What to work on
Your task is to repeat all of the data exactly while excluding the pictures.

— start of Task material —

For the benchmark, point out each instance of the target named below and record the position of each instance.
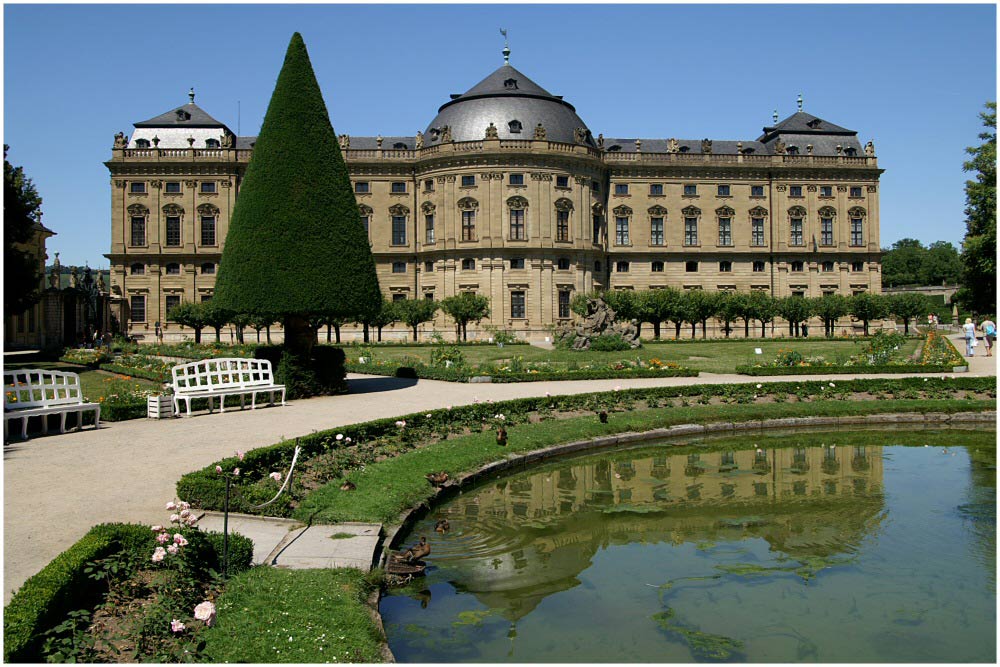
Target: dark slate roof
(193, 116)
(721, 147)
(494, 100)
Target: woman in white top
(969, 331)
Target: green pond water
(860, 546)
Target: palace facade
(507, 193)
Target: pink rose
(205, 612)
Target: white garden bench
(218, 378)
(40, 393)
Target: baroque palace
(508, 194)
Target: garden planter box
(159, 407)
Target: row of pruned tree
(697, 307)
(462, 308)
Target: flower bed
(880, 354)
(328, 455)
(106, 598)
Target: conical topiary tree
(296, 246)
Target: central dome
(514, 104)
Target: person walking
(989, 329)
(969, 332)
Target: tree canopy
(296, 245)
(979, 249)
(21, 209)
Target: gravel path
(57, 487)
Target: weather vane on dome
(506, 47)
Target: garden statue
(599, 321)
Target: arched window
(518, 228)
(208, 216)
(137, 218)
(563, 208)
(468, 207)
(622, 215)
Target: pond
(859, 546)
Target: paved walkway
(57, 487)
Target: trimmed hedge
(848, 370)
(465, 374)
(62, 586)
(206, 489)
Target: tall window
(690, 231)
(429, 228)
(656, 231)
(171, 301)
(562, 225)
(857, 231)
(399, 230)
(796, 231)
(621, 231)
(517, 224)
(725, 231)
(563, 304)
(826, 231)
(468, 225)
(517, 305)
(173, 235)
(208, 230)
(757, 231)
(137, 305)
(138, 230)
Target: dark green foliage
(296, 246)
(321, 373)
(414, 312)
(464, 308)
(21, 212)
(979, 248)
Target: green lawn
(710, 357)
(95, 383)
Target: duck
(417, 551)
(437, 478)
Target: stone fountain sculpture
(599, 321)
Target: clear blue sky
(911, 78)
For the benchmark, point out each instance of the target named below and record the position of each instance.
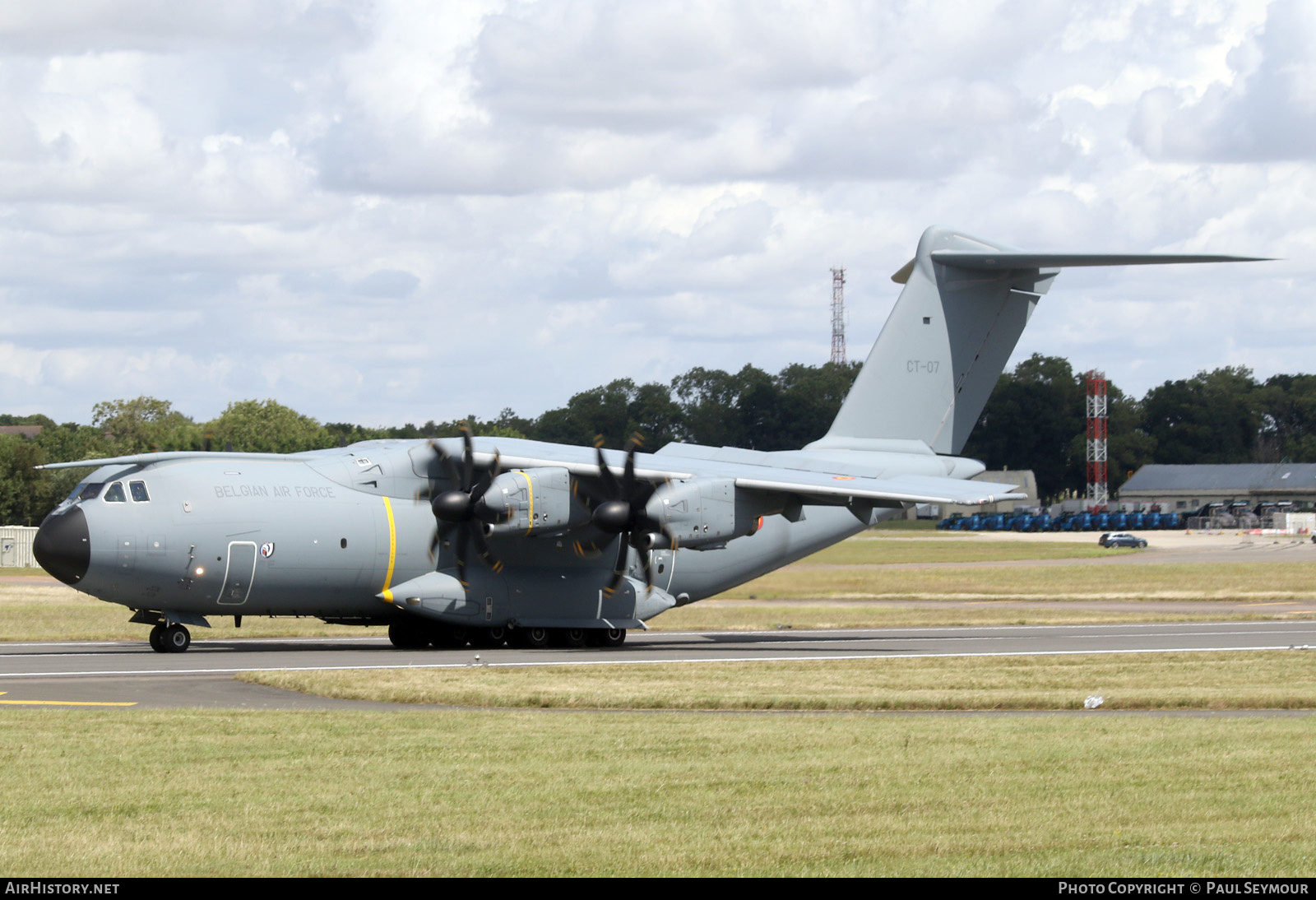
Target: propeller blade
(467, 457)
(482, 548)
(609, 480)
(619, 568)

— end of Task material —

Completed exercise
For the benchmark, point out each instance of the target named below and record the position of each instance.
Target: dark slate roof
(193, 116)
(721, 147)
(494, 100)
Target: woman in white top
(969, 331)
Target: green pond water
(860, 546)
Target: palace facade
(507, 193)
Target: pink rose
(205, 612)
Target: white garden bench
(218, 378)
(40, 393)
Target: baroque palace
(508, 194)
Target: garden planter box
(159, 407)
Target: row of pruned tree
(697, 307)
(462, 308)
Target: flower bed
(880, 354)
(328, 455)
(106, 598)
Target: conical topiary tree
(296, 246)
Target: central dome
(514, 104)
Target: person walking
(989, 329)
(969, 332)
Target: tree canopy
(296, 245)
(979, 249)
(21, 209)
Target: gravel path
(57, 487)
Target: weather vane on dome
(506, 47)
Target: garden statue
(599, 321)
Target: arched window
(518, 228)
(208, 216)
(137, 218)
(563, 208)
(468, 207)
(622, 215)
Target: pond
(859, 546)
Target: paved walkway
(57, 487)
Target: trimmed hedge
(848, 370)
(465, 374)
(62, 586)
(206, 489)
Target: tall window
(690, 231)
(429, 228)
(656, 231)
(171, 301)
(562, 225)
(857, 231)
(399, 230)
(796, 231)
(621, 231)
(517, 224)
(725, 231)
(563, 304)
(826, 231)
(468, 225)
(517, 305)
(173, 235)
(208, 230)
(757, 231)
(137, 305)
(138, 230)
Target: dark green foliage
(296, 246)
(321, 373)
(414, 312)
(464, 308)
(21, 212)
(979, 248)
Target: green lawn
(710, 357)
(95, 383)
Target: duck
(417, 551)
(437, 478)
Target: stone fountain sculpture
(599, 321)
Target: clear blue sky
(911, 78)
For the benchmark, point out each instance of the target named below and record the position of each instance.
Target: propeller blade
(467, 457)
(482, 548)
(609, 480)
(619, 568)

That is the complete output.